Of Magic & Miracles

What is magic? What are miracles, and what causes them?

"Magical Skies." By Lyna Chai
“Magical Skies.” By Lyna Chai
It seems that the key defining factor for both is our lack of knowledge and understanding about them. If we don’t know how something happens, it seems magical and miraculous (unless we don’t like it, then we call it a tragedy, curse, etc.) If we are religiously inclined, we call it divine or a work of God/Allah/Vishnu/etc.

As our knowledge of the world increased, the sphere of things we consider magical, miraculous, or divine has inversely decreased. Medical cures, rain falling after a long drought, the sun rising like clockwork every single day – so much of that has been explained by science and while these phenomena are still arguably amazing and marvelous, they are now less mysterious and confounding.Likewise, I think a lot of the things we would consider to be magical or miraculous today will someday be explained, revealed, debunked.

Will this take away from the fun and wonder of things? Will this just cause more and more disillusionment, and destroy our will to live?

And will there no longer be room for God?

To those with these concerns, I would first say, rest assured, advances in our knowledge is by and large a very good thing, something you benefit from tremendously compared to people even just a decade ago. Wait until you get some grave illness and see if you would rather have magic, miracles, and prayers, or a scientifically proven cure. Even the devoutly religious, I have found, go to a hospital when they get cancer or break a bone.

- Source information
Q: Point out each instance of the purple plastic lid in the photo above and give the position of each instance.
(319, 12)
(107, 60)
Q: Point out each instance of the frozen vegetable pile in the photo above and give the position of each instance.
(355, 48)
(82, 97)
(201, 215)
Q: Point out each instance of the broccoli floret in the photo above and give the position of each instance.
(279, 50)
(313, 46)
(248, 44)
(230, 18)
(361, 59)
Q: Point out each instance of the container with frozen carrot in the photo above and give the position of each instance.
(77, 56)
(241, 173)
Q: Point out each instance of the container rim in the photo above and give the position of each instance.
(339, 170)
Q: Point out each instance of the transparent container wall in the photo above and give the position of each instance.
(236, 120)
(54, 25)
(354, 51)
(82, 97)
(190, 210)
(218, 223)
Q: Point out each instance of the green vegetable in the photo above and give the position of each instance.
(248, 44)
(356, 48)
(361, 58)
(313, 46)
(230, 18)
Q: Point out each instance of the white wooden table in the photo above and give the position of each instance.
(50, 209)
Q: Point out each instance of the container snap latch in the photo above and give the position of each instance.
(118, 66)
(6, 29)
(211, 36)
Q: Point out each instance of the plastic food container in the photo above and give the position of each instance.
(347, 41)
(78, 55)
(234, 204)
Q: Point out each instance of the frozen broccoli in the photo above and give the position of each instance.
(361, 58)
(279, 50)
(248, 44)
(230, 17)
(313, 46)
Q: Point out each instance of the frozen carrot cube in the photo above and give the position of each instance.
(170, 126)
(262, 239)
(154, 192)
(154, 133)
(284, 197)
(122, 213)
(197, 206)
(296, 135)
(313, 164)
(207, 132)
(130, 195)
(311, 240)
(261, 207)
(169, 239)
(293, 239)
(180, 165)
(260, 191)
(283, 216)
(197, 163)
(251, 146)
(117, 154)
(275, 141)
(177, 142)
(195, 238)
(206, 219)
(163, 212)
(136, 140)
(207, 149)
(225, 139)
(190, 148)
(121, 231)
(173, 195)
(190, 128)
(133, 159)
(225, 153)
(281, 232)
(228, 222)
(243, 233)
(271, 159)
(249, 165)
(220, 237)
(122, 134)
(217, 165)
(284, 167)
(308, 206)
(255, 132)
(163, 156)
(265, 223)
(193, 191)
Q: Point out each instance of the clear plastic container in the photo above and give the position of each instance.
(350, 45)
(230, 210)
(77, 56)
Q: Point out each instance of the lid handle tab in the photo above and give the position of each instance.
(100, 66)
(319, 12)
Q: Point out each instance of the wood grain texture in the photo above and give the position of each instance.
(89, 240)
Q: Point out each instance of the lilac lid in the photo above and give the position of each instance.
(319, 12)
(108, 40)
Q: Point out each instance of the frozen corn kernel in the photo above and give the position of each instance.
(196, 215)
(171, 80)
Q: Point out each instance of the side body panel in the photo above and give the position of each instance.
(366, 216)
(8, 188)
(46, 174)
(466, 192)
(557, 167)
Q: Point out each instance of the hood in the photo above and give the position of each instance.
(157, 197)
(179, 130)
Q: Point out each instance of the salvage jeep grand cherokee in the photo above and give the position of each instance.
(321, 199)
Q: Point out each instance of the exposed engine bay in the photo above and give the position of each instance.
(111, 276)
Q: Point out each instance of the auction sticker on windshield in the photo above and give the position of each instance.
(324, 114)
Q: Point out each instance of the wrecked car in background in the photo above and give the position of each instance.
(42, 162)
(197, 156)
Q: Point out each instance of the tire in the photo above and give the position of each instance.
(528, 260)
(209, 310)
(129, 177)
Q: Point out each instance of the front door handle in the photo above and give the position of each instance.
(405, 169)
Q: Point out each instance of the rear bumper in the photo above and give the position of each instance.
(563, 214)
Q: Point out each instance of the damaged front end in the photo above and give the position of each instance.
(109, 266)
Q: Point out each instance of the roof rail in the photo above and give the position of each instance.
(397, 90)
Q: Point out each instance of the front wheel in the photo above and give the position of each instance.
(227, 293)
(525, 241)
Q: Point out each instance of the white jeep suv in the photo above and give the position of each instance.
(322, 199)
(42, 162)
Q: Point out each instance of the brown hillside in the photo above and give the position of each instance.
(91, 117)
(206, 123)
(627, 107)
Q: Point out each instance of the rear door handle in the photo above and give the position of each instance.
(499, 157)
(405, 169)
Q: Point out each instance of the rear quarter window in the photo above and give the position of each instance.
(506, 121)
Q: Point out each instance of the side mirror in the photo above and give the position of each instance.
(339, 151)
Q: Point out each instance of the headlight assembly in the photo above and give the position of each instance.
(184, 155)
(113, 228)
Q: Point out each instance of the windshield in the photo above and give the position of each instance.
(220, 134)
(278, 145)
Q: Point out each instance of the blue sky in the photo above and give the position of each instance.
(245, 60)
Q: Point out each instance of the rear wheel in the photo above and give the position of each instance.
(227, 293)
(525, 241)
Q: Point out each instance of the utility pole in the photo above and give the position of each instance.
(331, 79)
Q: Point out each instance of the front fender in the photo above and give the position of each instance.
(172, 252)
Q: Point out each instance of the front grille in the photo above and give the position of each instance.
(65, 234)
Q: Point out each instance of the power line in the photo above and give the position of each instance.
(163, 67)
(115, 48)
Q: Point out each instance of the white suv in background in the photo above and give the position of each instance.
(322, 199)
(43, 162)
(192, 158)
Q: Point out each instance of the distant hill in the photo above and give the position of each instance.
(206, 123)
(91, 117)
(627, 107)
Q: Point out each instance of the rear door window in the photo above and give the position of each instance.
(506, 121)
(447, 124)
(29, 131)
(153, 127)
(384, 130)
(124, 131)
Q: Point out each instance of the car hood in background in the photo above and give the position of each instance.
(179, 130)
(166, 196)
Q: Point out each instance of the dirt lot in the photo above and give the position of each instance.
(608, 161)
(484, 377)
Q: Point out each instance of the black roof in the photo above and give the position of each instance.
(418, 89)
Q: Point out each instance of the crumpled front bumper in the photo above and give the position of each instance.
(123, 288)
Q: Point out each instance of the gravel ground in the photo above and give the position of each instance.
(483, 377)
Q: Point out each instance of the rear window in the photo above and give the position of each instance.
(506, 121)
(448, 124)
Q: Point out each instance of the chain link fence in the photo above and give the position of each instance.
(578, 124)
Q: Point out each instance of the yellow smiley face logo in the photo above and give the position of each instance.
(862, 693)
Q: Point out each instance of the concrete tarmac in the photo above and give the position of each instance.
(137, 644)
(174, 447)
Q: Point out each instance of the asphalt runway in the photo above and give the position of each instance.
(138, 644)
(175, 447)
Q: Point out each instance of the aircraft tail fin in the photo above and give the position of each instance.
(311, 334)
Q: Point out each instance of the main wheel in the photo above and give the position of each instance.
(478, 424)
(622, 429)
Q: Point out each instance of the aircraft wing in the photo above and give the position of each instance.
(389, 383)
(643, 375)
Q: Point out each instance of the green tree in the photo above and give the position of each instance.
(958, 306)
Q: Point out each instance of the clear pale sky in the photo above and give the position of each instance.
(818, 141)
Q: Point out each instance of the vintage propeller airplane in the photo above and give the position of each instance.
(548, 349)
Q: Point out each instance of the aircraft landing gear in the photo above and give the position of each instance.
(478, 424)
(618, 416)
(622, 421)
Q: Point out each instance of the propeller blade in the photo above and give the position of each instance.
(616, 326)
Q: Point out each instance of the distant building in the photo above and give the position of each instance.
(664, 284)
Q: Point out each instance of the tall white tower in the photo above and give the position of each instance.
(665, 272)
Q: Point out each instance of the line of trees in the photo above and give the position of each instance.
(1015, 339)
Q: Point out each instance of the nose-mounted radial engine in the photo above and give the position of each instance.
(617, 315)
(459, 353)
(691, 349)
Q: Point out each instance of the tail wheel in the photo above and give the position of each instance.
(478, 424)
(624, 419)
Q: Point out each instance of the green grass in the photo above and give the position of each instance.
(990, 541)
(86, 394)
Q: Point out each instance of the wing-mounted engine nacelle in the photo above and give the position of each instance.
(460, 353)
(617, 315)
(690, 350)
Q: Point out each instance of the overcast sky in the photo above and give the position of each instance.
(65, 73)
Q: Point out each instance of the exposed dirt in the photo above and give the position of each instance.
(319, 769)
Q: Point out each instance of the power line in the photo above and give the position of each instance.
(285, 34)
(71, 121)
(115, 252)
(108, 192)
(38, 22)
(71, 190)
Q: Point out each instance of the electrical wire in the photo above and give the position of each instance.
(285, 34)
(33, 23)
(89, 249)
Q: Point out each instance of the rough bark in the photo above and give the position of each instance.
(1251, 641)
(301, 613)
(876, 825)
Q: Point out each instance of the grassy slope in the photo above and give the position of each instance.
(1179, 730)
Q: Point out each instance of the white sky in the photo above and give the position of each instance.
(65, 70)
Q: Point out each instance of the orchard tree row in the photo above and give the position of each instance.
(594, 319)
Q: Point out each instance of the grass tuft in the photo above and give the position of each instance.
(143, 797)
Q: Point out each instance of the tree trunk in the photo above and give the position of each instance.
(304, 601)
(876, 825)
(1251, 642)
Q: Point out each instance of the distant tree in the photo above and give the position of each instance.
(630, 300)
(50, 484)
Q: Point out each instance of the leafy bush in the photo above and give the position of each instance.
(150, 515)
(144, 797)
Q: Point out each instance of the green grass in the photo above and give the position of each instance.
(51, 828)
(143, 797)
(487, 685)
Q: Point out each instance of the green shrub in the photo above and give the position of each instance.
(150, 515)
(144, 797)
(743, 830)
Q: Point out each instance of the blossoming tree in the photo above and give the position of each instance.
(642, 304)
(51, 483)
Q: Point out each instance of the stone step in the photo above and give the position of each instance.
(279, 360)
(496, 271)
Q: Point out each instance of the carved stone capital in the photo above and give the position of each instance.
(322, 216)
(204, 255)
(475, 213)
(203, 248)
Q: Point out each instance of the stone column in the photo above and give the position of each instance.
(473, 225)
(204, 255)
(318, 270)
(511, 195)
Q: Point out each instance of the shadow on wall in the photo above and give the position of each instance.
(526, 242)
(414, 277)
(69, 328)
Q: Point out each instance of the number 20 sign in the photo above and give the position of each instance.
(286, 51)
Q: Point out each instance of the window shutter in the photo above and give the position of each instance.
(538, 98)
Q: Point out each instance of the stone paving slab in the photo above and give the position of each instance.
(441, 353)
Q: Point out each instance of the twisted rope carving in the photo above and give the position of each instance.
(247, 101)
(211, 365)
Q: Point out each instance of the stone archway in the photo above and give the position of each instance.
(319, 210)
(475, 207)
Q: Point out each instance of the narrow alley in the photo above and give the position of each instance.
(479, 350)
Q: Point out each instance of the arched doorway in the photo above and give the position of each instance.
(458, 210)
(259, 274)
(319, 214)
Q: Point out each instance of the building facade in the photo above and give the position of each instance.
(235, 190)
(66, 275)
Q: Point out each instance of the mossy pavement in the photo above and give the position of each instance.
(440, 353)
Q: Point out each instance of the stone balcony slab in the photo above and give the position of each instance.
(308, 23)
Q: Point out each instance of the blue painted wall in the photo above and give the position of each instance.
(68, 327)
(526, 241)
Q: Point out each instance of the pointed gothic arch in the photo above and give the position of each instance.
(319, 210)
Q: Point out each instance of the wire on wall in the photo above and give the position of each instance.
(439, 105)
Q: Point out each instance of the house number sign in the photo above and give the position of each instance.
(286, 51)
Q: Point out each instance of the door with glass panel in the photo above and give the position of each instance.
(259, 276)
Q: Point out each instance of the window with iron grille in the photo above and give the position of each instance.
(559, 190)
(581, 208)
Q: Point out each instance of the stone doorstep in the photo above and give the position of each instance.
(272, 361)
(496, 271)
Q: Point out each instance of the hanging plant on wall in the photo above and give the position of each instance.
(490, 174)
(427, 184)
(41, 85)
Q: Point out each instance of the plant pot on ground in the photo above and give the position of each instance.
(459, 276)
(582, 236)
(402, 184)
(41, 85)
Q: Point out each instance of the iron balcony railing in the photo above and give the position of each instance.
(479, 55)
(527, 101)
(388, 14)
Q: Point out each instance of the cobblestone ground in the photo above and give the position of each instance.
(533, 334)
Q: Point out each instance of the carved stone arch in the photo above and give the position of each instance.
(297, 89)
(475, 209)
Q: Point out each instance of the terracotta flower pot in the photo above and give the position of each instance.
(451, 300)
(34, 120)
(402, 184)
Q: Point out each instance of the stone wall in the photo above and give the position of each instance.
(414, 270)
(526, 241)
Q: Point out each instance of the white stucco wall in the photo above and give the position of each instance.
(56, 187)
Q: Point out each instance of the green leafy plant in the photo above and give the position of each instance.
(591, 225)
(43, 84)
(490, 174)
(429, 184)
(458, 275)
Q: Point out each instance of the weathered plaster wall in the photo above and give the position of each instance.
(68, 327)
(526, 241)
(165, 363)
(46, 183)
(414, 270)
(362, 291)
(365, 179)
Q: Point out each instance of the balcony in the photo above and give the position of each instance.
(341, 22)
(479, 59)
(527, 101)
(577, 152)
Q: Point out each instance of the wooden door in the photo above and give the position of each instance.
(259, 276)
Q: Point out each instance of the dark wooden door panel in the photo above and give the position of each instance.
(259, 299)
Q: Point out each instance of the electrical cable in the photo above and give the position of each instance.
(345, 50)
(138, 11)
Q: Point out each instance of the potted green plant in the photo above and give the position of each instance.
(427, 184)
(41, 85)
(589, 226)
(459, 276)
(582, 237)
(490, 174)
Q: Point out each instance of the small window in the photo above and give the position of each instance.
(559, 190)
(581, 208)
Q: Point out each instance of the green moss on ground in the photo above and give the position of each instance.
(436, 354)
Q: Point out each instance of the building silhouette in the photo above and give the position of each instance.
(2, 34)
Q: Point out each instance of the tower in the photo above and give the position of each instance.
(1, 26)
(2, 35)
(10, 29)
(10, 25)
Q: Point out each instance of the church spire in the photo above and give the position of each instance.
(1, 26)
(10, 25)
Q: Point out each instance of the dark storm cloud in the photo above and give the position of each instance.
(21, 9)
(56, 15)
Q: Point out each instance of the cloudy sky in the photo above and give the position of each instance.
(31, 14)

- Your task
Can you return the stretch of the essay on magic and miracles from "And will there" through "break a bone.", copied word for word? The rows have nothing to do with the essay on magic and miracles.

- Exercise result
And will there no longer be room for God?

To those with these concerns, I would first say, rest assured, advances in our knowledge is by and large a very good thing, something you benefit from tremendously compared to people even just a decade ago. Wait until you get some grave illness and see if you would rather have magic, miracles, and prayers, or a scientifically proven cure. Even the devoutly religious, I have found, go to a hospital when they get cancer or break a bone.